* **Descripción de la tarea**:
Transcribe literalmente, del texto de referencia, el tramo que comienza con las palabras que contienen "El libro toca" y termina con "y sus cómplices.".

* **Texto de referencia**:
>>>
El libro toca las fibras íntimas de los colombianos. Habla de nuestras virtudes (la resiliencia como una de las mayores) pero también de nuestros peores defectos y la clase de monstruos que por miedo o complicidad hemos creado como sociedad. Nos enfrenta a nuestros problemas al tiempo que nos presenta la labor más que encomiable de quienes desde la rectitud, la honestidad y el compromiso férreo e inquebrantable con su trabajo se esfuerzan por hacer del nuestro un mejor país para no terminar de entregárselo del todo a los criminales y sus cómplices.


Oriunda de La Paz, departamento del Cesar (en el norte de Colombia), Diana López Zuleta ha sabido captar y dibujar maravillosamente con sus palabras el ambiente de la región, esa atmósfera particular que algunos llaman magia, encanto o simplemente “realismo mágico” y que todo viajero podrá reconocer y experimentar cuando se adentra en el Caribe colombiano. Un lugar que lejos de ser un “territorio salvaje”, como señala uno de sus entrevistadores (por demás un lugar común utilizado para hablar de las provincias y fronteras de Colombia a donde no llega el Estado o llega transfigurado en sus peores formas) se revela más bien como un espacio lleno de vida y de ser humano tanto para lo bueno como para lo malo. Vida y atmósfera que Diana transmite en cada una de sus páginas y que hacen del libro un testimonio con el que ella intenta sobreponerse a las dificultades y la tragedia que le ha significado el asesinato de su padre.


Lo que no borró el desierto perdurará por mucho tiempo en la memoria de los colombianos. Será difícil que el tiempo lo borre.
<<<
* **Datos proporcionados**:
>>>
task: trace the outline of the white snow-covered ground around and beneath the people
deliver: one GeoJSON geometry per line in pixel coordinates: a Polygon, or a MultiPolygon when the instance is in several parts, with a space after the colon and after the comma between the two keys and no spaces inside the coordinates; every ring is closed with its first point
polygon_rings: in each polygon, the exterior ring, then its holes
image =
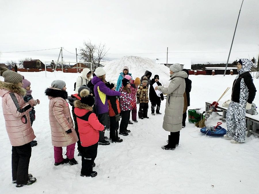
{"type": "MultiPolygon", "coordinates": [[[[121,64],[113,72],[106,70],[107,80],[117,80],[123,66],[121,64]]],[[[145,67],[129,69],[133,78],[142,76],[146,70],[145,67]]],[[[151,72],[156,74],[153,69],[151,72]]],[[[162,75],[162,70],[157,73],[159,81],[166,84],[169,75],[162,75]]],[[[163,114],[152,116],[150,109],[149,119],[129,125],[131,133],[128,136],[120,135],[122,143],[98,147],[94,167],[98,172],[96,177],[80,176],[81,157],[77,156],[77,150],[75,159],[78,165],[54,166],[48,119],[49,100],[44,91],[53,80],[61,79],[66,82],[68,94],[71,95],[79,74],[56,72],[56,78],[53,72],[47,72],[47,77],[45,72],[21,74],[31,81],[33,97],[41,101],[35,107],[36,120],[33,123],[38,145],[32,148],[29,166],[29,173],[37,178],[37,182],[21,188],[12,184],[12,147],[0,108],[0,193],[258,193],[258,137],[252,135],[246,138],[245,143],[231,144],[223,137],[204,136],[194,124],[186,122],[186,127],[180,132],[180,144],[176,150],[163,150],[161,146],[166,145],[169,135],[162,128],[163,114]]],[[[232,88],[235,75],[191,75],[189,78],[193,83],[191,106],[188,108],[201,108],[203,111],[205,101],[216,101],[226,87],[232,88]]],[[[254,83],[259,90],[259,80],[254,80],[254,83]]],[[[222,101],[230,99],[230,93],[222,101]]],[[[258,94],[254,102],[259,105],[258,94]]],[[[161,104],[162,113],[164,109],[165,100],[161,104]]],[[[213,113],[207,124],[215,126],[219,118],[217,113],[213,113]]],[[[226,123],[222,127],[226,128],[226,123]]],[[[109,137],[108,133],[106,131],[105,135],[109,137]]]]}

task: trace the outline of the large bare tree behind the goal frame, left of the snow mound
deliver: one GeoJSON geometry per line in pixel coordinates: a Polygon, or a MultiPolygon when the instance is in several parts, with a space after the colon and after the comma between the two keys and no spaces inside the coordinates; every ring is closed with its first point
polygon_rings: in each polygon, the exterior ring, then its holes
<<<
* **Solución**:
El libro toca las fibras íntimas de los colombianos. Habla de nuestras virtudes (la resiliencia como una de las mayores) pero también de nuestros peores defectos y la clase de monstruos que por miedo o complicidad hemos creado como sociedad. Nos enfrenta a nuestros problemas al tiempo que nos presenta la labor más que encomiable de quienes desde la rectitud, la honestidad y el compromiso férreo e inquebrantable con su trabajo se esfuerzan por hacer del nuestro un mejor país para no terminar de entregárselo del todo a los criminales y sus cómplices.